Written problem 1 = List each line of the records below that contains the string "building", matching case exactly.

Thread: (Again) Datacorruption using 7.4.2 on XFS/raid1

(Again) Datacorruption using 7.4.2 on XFS/raid1

From
"Florian G. Pflug"
Date:
Hi

We have again experienced data-corruption using 7.4.2 on an XFS Filesystem
on top of a software-raid (md) raid-1.

After a server crash last night (It was a rather strange crash - The machine
was still pingable, but no login was possible, and postgres and apache
didn't respond to requests any more) we hard-reset the machine. It came up
again nicely, but a few hours later the following errors occured when trying
to access certain tabled. (Those tables are updated heavily - each day about
2 million tuples are inserted, and the old versions of those tuples
deleted).

ERROR:  could not access status of transaction 34048
DETAIL:  could not open file "/var/lib/postgres/data/pg_clog/0000": No such
file or directory

While reading linux-kernel today, I stumbled upon a description of a rather
strange XFS behaviour. It seems to zero a block if the block was updated,
and the corresponding metadata-update was flushed to disk, but not the data
itself.
It does not happen if the file is fsynced() after the update - but I was
wondering what would happen if the machine crashed between the write() and
the fsync().

The lkml thread about this can be found here:
http://www.ussg.iu.edu/hypermail/linux/kernel/0407.1/0359.html

Could this XFS behaviour cause the postgres problems we are seeing?

Written problem 2 = Go on with the forum post above about PostgreSQL data corruption on XFS, picking up right after its last sentence.

(Data records)
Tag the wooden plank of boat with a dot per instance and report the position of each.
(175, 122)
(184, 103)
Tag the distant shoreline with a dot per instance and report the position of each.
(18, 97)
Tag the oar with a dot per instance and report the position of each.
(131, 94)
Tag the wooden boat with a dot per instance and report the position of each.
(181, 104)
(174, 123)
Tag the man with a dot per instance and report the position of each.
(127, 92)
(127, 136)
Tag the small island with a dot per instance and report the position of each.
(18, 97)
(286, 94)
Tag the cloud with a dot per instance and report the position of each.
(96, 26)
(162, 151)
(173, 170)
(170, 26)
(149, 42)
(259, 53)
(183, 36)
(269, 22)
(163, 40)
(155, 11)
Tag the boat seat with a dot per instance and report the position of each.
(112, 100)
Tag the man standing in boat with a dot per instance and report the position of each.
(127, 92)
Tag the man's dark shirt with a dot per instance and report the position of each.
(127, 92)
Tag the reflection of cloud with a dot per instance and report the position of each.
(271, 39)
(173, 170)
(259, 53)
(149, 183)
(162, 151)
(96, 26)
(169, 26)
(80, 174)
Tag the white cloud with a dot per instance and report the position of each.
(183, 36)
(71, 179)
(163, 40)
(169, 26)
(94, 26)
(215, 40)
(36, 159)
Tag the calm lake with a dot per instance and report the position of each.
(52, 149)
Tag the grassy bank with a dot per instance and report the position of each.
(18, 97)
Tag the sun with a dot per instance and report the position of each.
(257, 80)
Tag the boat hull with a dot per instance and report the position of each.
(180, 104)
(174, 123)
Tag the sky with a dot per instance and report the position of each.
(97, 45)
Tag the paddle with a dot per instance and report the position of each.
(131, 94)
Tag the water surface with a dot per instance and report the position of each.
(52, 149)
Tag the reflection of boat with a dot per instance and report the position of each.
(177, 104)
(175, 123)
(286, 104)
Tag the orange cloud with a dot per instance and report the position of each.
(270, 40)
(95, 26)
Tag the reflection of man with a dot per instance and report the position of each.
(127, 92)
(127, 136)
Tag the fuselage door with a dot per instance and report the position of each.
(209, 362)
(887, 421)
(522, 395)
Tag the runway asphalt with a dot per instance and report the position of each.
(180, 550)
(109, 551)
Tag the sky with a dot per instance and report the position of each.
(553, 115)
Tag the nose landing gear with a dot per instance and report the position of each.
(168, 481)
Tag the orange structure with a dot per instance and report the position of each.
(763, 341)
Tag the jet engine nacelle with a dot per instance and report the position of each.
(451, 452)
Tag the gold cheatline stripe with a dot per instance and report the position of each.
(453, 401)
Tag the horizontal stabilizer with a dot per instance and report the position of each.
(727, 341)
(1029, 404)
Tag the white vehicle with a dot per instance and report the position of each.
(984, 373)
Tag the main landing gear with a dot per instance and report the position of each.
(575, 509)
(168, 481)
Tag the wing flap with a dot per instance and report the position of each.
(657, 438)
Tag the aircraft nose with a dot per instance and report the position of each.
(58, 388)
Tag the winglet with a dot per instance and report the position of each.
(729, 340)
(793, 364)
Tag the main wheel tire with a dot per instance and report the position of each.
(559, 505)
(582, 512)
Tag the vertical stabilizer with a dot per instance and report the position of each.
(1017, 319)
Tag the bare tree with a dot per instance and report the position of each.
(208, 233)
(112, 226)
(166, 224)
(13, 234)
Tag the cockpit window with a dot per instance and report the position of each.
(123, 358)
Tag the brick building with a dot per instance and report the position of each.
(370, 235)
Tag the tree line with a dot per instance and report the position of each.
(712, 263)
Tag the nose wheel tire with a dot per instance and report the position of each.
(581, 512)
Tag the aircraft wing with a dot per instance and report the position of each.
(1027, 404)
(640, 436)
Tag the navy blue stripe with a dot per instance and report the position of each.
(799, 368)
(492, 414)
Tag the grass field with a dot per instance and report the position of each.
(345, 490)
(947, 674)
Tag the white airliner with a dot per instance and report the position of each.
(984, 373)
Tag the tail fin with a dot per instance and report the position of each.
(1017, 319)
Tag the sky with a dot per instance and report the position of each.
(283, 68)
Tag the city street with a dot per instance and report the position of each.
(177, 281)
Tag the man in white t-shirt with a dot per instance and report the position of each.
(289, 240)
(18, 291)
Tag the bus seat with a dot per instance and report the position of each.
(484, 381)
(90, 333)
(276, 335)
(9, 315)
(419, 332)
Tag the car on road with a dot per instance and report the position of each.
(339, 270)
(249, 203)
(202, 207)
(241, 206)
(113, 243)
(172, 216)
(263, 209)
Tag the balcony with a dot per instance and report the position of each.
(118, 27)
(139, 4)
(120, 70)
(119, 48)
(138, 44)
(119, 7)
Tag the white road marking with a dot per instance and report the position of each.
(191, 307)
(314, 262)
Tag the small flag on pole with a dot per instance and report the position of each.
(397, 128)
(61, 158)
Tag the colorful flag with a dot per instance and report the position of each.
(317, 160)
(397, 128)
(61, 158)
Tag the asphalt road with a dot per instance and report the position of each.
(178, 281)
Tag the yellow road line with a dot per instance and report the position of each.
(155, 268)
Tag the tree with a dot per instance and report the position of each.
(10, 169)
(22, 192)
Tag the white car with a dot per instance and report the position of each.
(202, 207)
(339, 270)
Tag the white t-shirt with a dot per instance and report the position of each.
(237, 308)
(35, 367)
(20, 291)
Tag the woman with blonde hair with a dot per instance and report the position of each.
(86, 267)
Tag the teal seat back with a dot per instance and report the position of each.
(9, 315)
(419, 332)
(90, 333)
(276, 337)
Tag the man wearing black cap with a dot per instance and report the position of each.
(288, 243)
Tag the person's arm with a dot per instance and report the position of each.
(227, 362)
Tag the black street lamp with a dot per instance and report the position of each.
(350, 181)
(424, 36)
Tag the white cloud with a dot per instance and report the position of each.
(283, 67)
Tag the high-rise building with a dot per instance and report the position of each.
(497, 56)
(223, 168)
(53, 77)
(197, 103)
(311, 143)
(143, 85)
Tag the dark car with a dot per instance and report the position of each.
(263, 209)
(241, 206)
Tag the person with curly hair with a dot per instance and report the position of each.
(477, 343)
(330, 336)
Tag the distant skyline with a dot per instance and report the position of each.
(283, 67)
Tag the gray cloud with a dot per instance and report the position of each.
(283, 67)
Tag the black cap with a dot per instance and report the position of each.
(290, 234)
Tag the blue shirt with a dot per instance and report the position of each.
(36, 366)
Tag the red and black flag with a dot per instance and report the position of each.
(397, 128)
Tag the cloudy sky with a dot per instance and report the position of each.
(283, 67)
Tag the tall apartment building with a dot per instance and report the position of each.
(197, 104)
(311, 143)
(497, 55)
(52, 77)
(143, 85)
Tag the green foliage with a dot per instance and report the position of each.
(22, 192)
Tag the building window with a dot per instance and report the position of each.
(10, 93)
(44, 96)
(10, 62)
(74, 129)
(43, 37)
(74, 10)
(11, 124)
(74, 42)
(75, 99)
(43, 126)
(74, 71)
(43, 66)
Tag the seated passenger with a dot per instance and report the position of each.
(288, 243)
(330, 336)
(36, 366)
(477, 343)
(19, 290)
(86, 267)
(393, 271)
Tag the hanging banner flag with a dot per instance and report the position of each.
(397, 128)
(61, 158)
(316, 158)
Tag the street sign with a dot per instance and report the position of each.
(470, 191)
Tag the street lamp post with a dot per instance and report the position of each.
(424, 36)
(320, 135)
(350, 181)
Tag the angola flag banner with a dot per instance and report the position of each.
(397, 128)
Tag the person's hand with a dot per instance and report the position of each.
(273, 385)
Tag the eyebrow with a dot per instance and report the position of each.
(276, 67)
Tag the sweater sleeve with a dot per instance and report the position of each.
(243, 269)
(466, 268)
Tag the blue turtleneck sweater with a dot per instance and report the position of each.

Task result 1 =
Tag the brick building with a dot per instance and report the position of each.
Tag the high-rise building with a dot per instance and report the position of each.
Tag the tall apartment building with a dot per instance and report the position of each.
Tag the building window with a dot per instance and report the position of each.

Task result 2 =
greetings, Florian Pflug

Re: (Again) Datacorruption using 7.4.2 on XFS/raid1

From
Brian Hirt
Date:
FYI, I have seen the SW linux raid not detect failed drives and cause
filesystem corruption on many occasions.  I would reccomend staying
away from it.  Maybe what you describe is a problem with PG but, i
doubt it.


On Jul 12, 2004, at 12:31 PM, Florian G. Pflug wrote:

> Hi
>
> We have again experienced data-corruption using 7.4.2 on an XFS
> Filesystem
> on top of a software-raid (md) raid-1.
>
> After a server crash last night (It was a rather strange crash - The
> machine
> was still pingable, but no login was possible, and postgres and apache
> didn't respond to requests any more) we hard-reset the machine. It
> came up
> again nicely, but a few hours later the following errors occured when
> trying
> to access certain tabled. (Those tables are updated heavily - each day
> about
> 2 million tuples are inserted, and the old versions of those tuples
> deleted).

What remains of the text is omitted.